Work item:
Every record must reappear in the answer exactly as given.

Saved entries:
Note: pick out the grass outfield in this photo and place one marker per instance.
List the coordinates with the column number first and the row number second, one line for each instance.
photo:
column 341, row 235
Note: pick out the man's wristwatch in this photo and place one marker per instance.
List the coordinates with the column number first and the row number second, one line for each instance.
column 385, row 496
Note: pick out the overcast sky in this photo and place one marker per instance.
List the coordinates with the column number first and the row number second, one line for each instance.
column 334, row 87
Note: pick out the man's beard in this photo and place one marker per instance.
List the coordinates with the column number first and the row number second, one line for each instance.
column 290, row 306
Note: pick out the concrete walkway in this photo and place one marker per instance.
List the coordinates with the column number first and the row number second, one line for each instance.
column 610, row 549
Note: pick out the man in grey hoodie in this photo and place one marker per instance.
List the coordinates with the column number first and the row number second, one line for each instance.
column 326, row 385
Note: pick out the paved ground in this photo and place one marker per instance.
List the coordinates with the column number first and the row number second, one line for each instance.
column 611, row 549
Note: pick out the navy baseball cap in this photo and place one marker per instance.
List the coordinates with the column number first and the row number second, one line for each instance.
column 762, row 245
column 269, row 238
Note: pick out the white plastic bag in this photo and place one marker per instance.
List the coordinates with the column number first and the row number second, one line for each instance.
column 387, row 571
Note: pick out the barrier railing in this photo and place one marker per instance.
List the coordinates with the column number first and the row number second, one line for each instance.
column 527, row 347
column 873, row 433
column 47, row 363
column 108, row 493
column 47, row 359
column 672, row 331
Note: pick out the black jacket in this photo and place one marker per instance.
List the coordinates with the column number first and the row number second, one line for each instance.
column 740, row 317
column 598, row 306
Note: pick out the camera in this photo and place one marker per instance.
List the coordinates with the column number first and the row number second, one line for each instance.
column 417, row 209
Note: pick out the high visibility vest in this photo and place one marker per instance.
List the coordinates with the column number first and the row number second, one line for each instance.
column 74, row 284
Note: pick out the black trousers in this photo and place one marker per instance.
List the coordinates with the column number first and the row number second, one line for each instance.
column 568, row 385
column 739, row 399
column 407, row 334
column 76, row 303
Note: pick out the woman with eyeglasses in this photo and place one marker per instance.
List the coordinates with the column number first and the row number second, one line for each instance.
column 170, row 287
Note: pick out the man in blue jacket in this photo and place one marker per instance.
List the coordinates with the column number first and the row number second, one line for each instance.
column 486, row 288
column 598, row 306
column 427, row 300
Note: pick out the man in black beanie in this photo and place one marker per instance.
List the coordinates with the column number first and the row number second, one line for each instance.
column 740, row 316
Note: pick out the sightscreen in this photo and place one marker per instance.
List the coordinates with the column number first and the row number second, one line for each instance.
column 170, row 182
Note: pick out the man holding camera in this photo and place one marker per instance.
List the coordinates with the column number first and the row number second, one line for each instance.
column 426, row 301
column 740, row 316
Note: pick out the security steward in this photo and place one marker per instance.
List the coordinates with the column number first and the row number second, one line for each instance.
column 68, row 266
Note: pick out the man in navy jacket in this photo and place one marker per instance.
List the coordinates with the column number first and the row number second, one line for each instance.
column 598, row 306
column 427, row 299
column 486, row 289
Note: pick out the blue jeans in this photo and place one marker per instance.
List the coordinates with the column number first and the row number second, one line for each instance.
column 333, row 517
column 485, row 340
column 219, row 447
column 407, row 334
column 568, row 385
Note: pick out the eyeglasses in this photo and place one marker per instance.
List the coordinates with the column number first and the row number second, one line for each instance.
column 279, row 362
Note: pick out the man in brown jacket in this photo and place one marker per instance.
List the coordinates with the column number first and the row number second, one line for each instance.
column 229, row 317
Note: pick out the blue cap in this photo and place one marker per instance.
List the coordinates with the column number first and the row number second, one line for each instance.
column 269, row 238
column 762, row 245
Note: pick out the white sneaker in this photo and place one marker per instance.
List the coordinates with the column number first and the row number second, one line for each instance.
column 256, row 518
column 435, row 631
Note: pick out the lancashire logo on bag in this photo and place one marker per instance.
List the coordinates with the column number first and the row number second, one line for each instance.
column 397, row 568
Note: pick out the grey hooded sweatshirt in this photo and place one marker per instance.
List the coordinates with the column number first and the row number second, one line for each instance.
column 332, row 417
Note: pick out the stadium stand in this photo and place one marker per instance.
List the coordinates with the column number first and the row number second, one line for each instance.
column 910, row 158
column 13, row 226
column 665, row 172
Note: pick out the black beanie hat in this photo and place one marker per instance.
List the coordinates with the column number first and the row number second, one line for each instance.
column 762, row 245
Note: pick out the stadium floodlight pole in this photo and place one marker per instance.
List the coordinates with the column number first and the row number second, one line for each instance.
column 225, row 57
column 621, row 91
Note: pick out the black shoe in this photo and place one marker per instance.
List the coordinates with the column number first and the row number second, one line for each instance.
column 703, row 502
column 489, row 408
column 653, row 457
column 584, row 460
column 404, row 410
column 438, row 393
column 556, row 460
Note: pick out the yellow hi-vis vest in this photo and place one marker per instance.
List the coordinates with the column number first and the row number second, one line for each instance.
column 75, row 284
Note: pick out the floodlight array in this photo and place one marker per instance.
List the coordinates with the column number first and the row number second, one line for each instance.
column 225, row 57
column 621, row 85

Your solution:
Note: pick out the grass outfield in this photo and place one marker per instance.
List the coordinates with the column number first and the row number second, one line for each instance.
photo:
column 341, row 235
Note: pick out the man's wristwatch in this photo and place one marker per instance.
List the coordinates with the column number first and the row number second, one line for each instance.
column 385, row 496
Note: pick out the overcast sky in this photo and place one marker per instance.
List the coordinates with the column number first and the row number second, one line for each instance.
column 334, row 87
Note: pick out the man's beard in this photo and place one marker per instance.
List the coordinates with the column number first and the row number second, one line for each instance.
column 290, row 306
Note: pick out the concrete walkway in this photo and place one marker per instance.
List the coordinates with the column number first and the row number second, one line for each instance.
column 610, row 549
Note: pick out the man in grey hoodie in this photo and place one marker per instance.
List the coordinates with the column number first and the row number second, one line for each instance.
column 326, row 385
Note: pick out the paved ground in this photo and place one marker per instance.
List the coordinates with the column number first and the row number second, one line for each instance.
column 611, row 549
Note: pick out the navy baseball cap in this photo and place one marker per instance.
List the coordinates with the column number first and the row number second, one line for each instance.
column 762, row 245
column 269, row 238
Note: pick out the white plastic bag in this photo and place one marker per instance.
List the coordinates with the column number first and the row number second, one line for each instance.
column 387, row 571
Note: pick out the barrier railing in this photo and place one marker per instance.
List the coordinates with the column number first and the row number second, one line for each instance.
column 527, row 347
column 873, row 433
column 47, row 363
column 108, row 493
column 47, row 359
column 672, row 331
Note: pick out the black jacket in this photo and place one marker per instance.
List the coordinates with the column number first and the row number second, one line for each instance.
column 740, row 317
column 598, row 306
Note: pick out the camera in this photo and place one marker per instance.
List the coordinates with the column number first and the row number second, one line for each instance.
column 417, row 209
Note: pick out the high visibility vest in this photo and place one marker per instance.
List the coordinates with the column number first and the row number second, one line for each instance.
column 74, row 284
Note: pick out the black trousers in this photo and place one marker per instance.
List the coordinates with the column number first and the row number second, one line for each instance.
column 568, row 385
column 739, row 399
column 407, row 334
column 76, row 303
Note: pick out the woman with eyeglasses in this photo and place one marker per instance.
List the coordinates with the column number first and the row number second, one line for each instance.
column 170, row 287
Note: pick out the man in blue jacket in this photo and place one marker per instance.
List the coordinates with the column number first and the row number second, one line for each instance.
column 486, row 288
column 598, row 306
column 427, row 300
Note: pick out the man in black beanie in this photo and place one marker per instance.
List the coordinates with the column number first and the row number second, one line for each instance.
column 740, row 316
Note: pick out the sightscreen in this photo and place one marker per instance.
List the coordinates with the column number first and the row number second, one line for each instance.
column 170, row 182
Note: pick out the man holding camera in this photo and place one marker per instance.
List the coordinates with the column number first and the row number second, one line for each instance.
column 426, row 301
column 740, row 316
Note: pick out the security steward in this photo and place one marker per instance.
List the coordinates with the column number first and the row number second, one line for each instance.
column 68, row 266
Note: pick out the man in navy jacket in this photo and place one marker per instance.
List the coordinates with the column number first and the row number second, one line for each instance.
column 598, row 306
column 427, row 299
column 486, row 289
Note: pick out the blue jeans in this photo and place one marker per instance.
List the coordinates with the column number first and the row number second, one line for each instance.
column 333, row 517
column 485, row 340
column 219, row 447
column 407, row 334
column 568, row 385
Note: pick out the eyeglasses in this photo and place one marker per instance.
List the coordinates with the column number first and the row number second, one line for each instance.
column 279, row 362
Note: pick out the man in brown jacket in this photo and place one marker per instance.
List the coordinates with the column number first and the row number second, one line for each instance.
column 229, row 317
Note: pick out the blue cap in this photo and place one marker per instance.
List the coordinates with the column number first and the row number second, one line for each instance.
column 269, row 238
column 762, row 245
Note: pick out the white sneaker in this photo and place one marker per instance.
List the coordinates with the column number first and the row number second, one line for each instance.
column 256, row 518
column 435, row 631
Note: pick out the lancashire logo on bag in this photo and place one marker per instance.
List the coordinates with the column number first and the row number second, one line for each instance.
column 397, row 568
Note: pick out the grey hooded sweatshirt in this photo and place one marker per instance.
List the coordinates with the column number first and the row number second, one line for each instance.
column 332, row 417
Note: pick out the stadium stand in this photo and place one marker per instance.
List the coordinates with the column number first and the row number second, one line for each instance.
column 910, row 158
column 13, row 226
column 665, row 172
Note: pick out the black beanie hat in this photo and place one marker per instance.
List the coordinates with the column number first and the row number second, one line for each instance.
column 762, row 245
Note: pick out the stadium floodlight pole in this photo and place one marker per instance.
List the coordinates with the column number first and the row number second, one line for each instance.
column 225, row 57
column 621, row 91
Note: pick out the black shoe in this photo and place one marker per instance.
List the coordinates with the column number first and the row number second, one line for each instance.
column 703, row 502
column 489, row 408
column 653, row 457
column 584, row 460
column 404, row 410
column 438, row 393
column 556, row 460
Note: pick out the yellow hi-vis vest in this photo and place one marker per instance.
List the coordinates with the column number first and the row number second, one line for each instance.
column 75, row 284
Note: pick out the floodlight array in this photo and place one marker per instance.
List the coordinates with the column number first and the row number second, one line for each instance.
column 225, row 57
column 621, row 85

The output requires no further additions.